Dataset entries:

────────────────

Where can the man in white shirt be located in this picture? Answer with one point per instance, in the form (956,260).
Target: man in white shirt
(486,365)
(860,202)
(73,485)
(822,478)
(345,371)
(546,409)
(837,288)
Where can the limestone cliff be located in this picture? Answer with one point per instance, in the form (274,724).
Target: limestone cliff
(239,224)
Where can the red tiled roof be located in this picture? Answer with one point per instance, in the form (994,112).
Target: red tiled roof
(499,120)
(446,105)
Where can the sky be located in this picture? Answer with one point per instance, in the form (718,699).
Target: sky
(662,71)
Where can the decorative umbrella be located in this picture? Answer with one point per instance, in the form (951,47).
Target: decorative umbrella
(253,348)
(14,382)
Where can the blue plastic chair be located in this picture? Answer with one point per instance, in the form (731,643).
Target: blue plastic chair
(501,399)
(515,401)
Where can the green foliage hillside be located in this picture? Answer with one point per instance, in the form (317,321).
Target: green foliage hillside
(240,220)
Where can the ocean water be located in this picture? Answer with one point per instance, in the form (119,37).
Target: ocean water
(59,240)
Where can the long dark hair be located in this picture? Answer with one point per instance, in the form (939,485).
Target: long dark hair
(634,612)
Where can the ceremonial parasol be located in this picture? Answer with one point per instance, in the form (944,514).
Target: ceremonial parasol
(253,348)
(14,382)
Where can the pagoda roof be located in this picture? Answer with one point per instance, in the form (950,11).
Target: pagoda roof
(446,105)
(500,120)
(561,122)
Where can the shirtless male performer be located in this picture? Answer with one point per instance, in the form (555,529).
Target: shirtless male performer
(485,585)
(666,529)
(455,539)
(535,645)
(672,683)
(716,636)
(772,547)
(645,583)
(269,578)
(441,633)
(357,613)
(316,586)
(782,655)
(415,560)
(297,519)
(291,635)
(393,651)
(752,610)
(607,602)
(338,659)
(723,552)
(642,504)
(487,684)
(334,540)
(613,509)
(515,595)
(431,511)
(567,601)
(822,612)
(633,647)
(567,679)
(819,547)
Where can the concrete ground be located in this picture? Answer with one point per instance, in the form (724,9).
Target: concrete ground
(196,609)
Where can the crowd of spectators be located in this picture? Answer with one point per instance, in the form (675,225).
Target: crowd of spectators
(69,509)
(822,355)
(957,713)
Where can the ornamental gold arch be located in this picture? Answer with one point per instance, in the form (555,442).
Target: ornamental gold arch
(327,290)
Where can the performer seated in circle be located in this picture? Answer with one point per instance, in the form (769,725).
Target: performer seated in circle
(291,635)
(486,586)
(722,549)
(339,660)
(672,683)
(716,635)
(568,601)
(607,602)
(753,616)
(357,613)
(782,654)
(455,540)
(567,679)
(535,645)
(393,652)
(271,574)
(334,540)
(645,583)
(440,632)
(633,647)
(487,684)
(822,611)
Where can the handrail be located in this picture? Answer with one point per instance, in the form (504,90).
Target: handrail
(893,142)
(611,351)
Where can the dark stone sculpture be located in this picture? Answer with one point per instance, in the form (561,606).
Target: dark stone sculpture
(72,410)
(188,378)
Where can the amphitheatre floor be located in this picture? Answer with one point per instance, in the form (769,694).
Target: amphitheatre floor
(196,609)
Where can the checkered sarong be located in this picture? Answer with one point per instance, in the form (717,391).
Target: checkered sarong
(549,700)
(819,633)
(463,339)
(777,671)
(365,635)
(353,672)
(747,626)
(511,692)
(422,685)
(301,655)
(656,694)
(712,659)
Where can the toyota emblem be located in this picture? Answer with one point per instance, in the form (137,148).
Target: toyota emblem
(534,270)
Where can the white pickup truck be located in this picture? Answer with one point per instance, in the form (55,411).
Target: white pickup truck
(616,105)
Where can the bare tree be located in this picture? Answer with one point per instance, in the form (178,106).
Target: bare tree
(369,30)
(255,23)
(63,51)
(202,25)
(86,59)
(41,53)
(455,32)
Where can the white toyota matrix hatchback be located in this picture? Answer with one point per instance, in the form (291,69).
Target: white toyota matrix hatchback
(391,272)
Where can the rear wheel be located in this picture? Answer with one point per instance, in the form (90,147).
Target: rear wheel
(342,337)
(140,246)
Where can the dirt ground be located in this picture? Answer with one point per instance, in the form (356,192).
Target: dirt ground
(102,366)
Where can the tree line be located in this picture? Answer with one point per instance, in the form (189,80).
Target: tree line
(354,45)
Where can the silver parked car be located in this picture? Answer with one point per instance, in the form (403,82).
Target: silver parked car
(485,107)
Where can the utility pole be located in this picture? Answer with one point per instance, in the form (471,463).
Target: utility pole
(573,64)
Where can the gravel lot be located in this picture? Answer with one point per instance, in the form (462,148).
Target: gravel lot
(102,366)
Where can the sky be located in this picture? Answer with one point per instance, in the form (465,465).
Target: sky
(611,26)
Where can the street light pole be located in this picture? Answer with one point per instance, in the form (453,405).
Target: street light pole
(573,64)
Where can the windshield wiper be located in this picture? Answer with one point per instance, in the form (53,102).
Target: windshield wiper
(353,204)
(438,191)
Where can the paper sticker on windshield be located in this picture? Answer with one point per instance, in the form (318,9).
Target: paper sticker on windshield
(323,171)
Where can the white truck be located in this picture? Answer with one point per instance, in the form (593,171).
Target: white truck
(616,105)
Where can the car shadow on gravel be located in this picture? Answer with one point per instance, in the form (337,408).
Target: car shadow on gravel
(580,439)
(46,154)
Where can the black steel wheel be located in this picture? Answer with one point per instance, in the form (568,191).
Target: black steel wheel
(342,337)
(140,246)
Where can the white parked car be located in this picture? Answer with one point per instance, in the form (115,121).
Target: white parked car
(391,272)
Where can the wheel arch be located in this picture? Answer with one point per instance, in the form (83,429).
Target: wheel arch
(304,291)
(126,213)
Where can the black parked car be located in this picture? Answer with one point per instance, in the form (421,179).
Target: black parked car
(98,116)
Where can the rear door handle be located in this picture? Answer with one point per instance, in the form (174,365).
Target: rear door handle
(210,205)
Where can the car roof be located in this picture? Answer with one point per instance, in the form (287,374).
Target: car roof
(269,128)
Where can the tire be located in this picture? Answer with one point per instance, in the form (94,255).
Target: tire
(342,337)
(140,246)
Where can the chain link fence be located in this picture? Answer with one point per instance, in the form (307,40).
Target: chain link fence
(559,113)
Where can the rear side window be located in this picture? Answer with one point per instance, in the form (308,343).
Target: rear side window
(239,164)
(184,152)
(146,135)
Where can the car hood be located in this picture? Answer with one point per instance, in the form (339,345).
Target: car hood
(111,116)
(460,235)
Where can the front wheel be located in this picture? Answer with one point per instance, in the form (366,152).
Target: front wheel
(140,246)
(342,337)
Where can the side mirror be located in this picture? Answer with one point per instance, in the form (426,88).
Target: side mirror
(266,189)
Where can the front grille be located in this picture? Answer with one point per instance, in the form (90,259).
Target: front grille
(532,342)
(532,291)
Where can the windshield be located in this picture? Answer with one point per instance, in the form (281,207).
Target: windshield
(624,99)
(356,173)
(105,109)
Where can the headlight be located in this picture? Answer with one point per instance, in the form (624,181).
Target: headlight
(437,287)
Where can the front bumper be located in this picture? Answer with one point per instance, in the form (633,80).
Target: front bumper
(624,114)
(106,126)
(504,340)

────────────────

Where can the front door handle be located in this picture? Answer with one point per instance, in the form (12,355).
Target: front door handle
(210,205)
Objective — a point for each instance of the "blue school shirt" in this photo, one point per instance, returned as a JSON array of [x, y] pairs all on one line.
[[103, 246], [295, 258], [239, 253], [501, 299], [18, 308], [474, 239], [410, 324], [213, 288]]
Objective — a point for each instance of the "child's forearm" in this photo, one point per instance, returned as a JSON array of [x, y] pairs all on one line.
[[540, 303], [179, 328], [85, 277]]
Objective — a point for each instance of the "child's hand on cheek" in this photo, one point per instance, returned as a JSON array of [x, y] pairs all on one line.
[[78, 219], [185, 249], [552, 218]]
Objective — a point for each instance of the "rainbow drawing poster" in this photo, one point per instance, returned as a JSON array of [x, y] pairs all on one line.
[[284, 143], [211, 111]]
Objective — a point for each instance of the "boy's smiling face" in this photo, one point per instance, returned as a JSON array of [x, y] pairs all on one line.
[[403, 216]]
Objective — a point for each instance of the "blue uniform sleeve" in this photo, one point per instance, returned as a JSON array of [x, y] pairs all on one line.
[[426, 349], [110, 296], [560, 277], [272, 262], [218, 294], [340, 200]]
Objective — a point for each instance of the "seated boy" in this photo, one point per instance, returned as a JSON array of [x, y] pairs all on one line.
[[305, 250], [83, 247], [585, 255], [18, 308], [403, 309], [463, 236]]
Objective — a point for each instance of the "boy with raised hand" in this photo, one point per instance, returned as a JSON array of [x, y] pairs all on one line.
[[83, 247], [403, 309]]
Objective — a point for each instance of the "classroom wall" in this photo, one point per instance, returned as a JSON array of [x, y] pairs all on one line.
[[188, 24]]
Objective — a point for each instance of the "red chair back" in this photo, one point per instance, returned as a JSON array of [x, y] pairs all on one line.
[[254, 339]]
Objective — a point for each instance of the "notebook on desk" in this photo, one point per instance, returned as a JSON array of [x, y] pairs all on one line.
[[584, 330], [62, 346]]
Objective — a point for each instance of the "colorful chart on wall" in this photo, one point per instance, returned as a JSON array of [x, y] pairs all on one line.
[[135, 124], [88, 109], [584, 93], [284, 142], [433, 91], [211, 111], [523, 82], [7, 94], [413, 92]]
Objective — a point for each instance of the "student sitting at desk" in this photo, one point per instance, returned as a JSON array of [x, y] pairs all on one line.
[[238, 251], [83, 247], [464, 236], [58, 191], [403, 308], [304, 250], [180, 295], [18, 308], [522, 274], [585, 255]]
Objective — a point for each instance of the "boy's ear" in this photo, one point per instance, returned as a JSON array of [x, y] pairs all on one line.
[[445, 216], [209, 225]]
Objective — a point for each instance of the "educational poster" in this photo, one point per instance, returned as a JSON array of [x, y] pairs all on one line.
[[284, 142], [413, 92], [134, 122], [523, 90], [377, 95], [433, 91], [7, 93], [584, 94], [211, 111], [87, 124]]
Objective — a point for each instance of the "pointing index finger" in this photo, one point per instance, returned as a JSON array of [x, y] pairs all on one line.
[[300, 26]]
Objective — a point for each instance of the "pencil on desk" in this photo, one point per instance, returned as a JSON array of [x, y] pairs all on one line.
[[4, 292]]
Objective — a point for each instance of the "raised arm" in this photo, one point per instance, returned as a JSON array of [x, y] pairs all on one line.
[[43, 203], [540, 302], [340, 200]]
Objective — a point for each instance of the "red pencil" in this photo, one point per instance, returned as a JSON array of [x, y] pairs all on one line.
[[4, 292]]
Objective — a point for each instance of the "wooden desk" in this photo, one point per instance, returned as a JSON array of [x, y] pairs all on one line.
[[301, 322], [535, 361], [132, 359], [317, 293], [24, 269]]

────────────────

Aim of the exercise
Transcribe the records above exactly, beginning at the line that contains "Where can the man" and ending with the line that contains "Where can the shirtless", both included, and nothing else.

Exercise solution
Where can the man in white shirt be located in this picture? Answer with one point per instance, in the form (956,260).
Target: man in white shirt
(486,365)
(860,202)
(73,485)
(822,478)
(345,371)
(546,409)
(837,288)
Where can the limestone cliff be located in this picture? Answer with one point per instance, in the form (274,724).
Target: limestone cliff
(239,224)
Where can the red tiled roof be located in this picture? Answer with one point per instance, in the form (994,112).
Target: red tiled roof
(499,120)
(446,105)
Where can the sky be located in this picture? Answer with one point per instance, in the form (718,699).
Target: sky
(662,71)
Where can the decorative umbrella be located in this picture? Answer with one point per instance, in the form (951,47).
Target: decorative umbrella
(253,348)
(14,382)
Where can the blue plastic chair be located in this picture? Answer with one point per instance, in the form (731,643).
Target: blue plastic chair
(501,399)
(515,401)
Where can the green foliage hillside be located in this picture? Answer with one point per instance, in the form (317,321).
Target: green foliage hillside
(240,220)
Where can the ocean water be located in this picture? Answer with one point per instance, in the form (119,37).
Target: ocean water
(59,240)
Where can the long dark hair be located in this picture? Answer with one point per instance, in the form (939,485).
Target: long dark hair
(634,612)
Where can the ceremonial parasol be located in this picture? Answer with one point per instance, in the form (944,514).
Target: ceremonial parasol
(253,348)
(14,382)
Where can the pagoda roof be located in this picture? Answer with one point per instance, in the form (950,11).
Target: pagoda roof
(446,105)
(500,120)
(561,122)
Where can the shirtless male performer be located in this picture? Answer with one point per instance, in the form (555,529).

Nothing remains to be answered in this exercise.